__Exercise directions__
Quote exactly, and only, the lines from the one with "of the fingernail" through the end of the listing.

__Object position labeling entries__
---*---
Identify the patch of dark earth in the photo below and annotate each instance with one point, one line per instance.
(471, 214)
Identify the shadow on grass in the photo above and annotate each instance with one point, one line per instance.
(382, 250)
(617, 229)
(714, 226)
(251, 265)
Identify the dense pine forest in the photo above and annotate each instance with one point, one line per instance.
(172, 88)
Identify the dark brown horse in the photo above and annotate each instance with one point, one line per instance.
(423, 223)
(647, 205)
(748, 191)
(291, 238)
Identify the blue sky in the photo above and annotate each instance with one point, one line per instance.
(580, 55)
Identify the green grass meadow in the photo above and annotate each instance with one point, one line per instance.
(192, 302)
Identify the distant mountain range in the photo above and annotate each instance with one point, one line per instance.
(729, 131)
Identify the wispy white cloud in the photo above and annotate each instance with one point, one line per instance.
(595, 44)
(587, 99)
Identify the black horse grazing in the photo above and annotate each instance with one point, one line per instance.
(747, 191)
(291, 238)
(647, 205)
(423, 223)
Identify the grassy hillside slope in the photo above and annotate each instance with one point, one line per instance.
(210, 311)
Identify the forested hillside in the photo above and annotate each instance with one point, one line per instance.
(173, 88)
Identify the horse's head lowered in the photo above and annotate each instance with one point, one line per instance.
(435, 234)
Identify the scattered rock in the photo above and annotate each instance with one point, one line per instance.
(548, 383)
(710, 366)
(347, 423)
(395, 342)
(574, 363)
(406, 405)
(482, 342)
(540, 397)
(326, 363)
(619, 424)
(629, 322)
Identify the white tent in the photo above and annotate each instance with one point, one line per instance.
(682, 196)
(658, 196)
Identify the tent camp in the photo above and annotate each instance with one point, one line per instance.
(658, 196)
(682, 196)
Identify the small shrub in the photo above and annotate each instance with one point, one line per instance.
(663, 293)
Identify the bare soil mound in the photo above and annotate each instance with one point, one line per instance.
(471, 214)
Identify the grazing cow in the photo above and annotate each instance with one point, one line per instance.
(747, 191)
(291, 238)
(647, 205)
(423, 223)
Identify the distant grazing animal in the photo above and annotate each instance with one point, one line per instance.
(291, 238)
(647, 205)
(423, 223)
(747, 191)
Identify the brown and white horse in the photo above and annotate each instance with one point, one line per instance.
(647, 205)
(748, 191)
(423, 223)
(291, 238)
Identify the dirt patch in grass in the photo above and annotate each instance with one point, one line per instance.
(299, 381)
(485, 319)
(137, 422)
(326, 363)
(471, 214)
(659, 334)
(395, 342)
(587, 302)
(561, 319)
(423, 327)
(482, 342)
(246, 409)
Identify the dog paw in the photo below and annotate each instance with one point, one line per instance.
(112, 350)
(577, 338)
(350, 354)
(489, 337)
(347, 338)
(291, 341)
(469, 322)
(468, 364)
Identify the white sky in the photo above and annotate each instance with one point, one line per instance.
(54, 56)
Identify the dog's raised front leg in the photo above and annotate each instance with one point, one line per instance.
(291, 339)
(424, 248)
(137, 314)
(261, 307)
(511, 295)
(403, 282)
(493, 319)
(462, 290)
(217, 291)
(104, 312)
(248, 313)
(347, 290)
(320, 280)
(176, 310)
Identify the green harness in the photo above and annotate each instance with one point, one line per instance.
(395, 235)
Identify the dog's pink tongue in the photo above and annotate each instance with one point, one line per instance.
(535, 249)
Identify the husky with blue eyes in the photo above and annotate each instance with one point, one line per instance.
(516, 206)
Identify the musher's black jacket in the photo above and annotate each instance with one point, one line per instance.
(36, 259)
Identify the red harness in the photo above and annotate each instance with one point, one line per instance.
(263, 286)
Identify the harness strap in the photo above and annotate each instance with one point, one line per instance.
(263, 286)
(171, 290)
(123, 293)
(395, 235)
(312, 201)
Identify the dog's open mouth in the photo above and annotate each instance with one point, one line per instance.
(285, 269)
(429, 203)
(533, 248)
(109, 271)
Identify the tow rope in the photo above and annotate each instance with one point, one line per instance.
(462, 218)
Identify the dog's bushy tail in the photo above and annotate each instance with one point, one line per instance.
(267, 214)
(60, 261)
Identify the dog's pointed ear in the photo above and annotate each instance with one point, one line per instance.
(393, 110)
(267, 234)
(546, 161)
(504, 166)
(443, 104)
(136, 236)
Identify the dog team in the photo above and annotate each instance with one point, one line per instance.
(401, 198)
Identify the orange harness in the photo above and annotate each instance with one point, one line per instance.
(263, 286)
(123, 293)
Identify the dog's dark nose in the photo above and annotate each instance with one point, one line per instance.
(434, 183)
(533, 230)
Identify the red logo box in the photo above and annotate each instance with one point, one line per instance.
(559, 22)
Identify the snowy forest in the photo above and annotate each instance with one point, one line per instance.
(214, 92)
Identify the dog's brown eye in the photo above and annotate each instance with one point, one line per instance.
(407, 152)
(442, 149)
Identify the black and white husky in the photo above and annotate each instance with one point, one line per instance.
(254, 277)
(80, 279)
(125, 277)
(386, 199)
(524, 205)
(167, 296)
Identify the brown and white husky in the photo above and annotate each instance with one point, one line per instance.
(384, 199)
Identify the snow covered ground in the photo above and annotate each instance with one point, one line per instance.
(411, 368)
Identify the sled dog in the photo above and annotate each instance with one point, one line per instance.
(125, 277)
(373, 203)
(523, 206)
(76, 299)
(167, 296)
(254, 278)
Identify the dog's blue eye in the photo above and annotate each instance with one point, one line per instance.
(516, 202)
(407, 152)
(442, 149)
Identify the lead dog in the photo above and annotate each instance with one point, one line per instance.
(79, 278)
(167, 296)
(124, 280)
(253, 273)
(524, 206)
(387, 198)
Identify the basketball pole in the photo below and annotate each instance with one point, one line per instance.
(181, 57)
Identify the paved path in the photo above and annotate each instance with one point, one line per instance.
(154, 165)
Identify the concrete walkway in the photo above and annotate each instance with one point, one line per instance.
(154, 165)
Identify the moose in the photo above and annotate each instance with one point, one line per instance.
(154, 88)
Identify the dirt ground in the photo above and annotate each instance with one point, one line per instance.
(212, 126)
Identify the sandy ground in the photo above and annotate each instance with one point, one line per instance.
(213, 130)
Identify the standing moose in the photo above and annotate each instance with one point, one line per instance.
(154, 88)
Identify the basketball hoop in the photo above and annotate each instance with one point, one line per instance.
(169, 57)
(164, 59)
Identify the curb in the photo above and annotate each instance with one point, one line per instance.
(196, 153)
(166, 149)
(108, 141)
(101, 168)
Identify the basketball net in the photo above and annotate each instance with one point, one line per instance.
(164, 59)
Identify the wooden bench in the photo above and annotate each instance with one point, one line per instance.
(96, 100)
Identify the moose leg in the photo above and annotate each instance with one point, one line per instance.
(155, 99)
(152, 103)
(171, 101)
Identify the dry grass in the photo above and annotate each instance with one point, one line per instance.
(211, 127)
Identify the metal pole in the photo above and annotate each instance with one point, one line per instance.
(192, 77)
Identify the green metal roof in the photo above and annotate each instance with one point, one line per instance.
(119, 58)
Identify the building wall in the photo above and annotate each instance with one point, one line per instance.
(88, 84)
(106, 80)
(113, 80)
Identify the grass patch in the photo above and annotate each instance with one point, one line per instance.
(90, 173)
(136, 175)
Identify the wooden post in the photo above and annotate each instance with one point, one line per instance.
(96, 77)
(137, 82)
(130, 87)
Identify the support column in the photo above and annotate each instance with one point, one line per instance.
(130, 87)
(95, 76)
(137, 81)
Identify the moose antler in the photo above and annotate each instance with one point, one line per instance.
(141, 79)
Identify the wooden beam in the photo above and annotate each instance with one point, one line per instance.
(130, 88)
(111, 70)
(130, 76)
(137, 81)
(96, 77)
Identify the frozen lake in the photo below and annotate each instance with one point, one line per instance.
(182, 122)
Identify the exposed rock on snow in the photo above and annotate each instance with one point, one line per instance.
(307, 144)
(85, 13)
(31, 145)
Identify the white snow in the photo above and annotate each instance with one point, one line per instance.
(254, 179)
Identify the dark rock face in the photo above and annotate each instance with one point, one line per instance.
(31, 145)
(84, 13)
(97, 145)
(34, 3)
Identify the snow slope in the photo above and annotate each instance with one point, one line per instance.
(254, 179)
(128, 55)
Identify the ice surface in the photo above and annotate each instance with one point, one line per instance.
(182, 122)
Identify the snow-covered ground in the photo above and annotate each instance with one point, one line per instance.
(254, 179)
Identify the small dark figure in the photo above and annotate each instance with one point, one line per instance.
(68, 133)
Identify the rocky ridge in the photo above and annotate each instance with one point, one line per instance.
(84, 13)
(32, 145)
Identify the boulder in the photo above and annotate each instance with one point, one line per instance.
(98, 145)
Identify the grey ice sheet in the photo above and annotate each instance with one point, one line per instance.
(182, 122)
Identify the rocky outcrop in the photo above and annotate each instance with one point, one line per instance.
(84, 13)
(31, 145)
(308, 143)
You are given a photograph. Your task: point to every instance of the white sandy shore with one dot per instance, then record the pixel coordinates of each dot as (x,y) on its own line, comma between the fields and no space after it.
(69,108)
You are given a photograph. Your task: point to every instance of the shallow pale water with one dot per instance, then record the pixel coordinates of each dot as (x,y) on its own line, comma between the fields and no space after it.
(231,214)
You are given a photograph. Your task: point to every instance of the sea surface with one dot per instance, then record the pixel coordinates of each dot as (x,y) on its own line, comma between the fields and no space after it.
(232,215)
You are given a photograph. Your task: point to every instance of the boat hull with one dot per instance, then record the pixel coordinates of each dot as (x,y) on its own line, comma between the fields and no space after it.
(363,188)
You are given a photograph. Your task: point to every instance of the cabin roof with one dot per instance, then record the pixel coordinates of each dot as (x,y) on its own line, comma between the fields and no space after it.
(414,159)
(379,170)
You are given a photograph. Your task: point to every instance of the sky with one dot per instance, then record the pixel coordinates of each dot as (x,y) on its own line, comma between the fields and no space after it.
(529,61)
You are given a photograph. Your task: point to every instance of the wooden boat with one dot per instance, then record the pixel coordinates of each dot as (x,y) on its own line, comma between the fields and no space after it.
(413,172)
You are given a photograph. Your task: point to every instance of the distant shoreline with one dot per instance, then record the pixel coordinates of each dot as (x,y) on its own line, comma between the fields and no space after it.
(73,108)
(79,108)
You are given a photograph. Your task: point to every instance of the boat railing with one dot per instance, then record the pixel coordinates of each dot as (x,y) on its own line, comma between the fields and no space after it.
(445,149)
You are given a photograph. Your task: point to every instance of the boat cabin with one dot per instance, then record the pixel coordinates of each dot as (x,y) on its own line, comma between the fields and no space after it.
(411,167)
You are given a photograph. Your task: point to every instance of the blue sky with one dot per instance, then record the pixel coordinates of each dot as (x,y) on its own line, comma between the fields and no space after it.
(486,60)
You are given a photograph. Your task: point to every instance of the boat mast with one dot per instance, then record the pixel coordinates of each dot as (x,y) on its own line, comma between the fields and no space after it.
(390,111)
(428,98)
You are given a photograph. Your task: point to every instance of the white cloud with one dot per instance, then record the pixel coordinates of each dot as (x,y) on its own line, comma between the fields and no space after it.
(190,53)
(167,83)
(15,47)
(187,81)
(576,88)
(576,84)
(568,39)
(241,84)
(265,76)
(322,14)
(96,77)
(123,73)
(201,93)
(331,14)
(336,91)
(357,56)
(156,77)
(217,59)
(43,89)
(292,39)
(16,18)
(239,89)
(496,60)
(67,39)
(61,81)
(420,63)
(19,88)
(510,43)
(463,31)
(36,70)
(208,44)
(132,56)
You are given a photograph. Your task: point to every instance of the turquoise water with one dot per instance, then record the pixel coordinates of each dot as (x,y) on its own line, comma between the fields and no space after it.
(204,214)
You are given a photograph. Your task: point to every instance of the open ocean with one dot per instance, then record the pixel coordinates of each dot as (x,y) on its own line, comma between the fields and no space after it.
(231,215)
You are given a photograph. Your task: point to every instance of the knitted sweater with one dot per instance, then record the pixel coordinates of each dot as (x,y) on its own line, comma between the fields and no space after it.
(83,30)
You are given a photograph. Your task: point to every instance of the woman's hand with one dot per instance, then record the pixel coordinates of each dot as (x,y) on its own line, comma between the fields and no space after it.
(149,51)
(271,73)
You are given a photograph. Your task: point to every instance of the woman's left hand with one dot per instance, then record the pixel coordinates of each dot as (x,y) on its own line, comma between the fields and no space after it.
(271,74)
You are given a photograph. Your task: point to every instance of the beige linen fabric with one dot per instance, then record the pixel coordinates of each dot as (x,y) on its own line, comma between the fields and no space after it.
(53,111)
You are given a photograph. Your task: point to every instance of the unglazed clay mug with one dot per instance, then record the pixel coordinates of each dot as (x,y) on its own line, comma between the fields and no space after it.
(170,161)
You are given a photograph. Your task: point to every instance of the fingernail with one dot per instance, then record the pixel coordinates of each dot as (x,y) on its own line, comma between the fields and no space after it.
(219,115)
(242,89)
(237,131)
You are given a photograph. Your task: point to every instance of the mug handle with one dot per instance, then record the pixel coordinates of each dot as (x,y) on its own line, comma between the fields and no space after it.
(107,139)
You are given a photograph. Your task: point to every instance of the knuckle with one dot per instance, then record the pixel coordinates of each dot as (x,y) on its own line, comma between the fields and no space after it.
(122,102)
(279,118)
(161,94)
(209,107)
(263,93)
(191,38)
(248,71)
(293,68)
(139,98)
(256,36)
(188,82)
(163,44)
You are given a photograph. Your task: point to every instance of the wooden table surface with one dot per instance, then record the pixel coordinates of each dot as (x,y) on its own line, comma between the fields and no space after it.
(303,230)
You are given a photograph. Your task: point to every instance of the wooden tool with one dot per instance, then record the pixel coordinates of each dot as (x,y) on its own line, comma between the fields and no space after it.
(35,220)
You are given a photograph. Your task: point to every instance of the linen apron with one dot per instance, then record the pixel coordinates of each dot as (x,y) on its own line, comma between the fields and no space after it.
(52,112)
---*---
__Written reply__
You are given a photograph. Your task: point to every instance of the fingernail with one dot per instance, then record the pixel coordinates of each dot as (x,y) on its own line, comma between the fields and no space after it.
(219,115)
(242,89)
(237,131)
You are given a photograph. Your task: point to every instance of the mug handle with one dot per instance, then record the pixel coordinates of each dot as (x,y) on its own line, comma between the fields and no space after it.
(107,139)
You are given a photograph. Your task: point to every instance of the knuckle with one dot per instance, then record the pixel coordinates of each dot as (x,y) on its own line, comma between the fields and no space after it.
(122,102)
(279,118)
(161,94)
(209,107)
(263,93)
(191,38)
(248,71)
(293,68)
(139,98)
(256,36)
(188,82)
(163,44)
You are given a photograph. Your task: point to every instance of the wooden table surface with one dot per instance, then record the pixel coordinates of each dot as (x,y) on its own line, comma between the fields and no space after it.
(303,230)
You are given a photograph. Your task: point to every instance of the wooden tool with one dot per instance, then record the pixel coordinates of each dot as (x,y) on its own line, comma between the fields and no space after it.
(35,220)
You are given a photograph. Your task: point to every instance of the linen apron with one dot per instance, then record the pixel coordinates of each dot as (x,y) on its own line, comma between the fields and no space after it.
(52,112)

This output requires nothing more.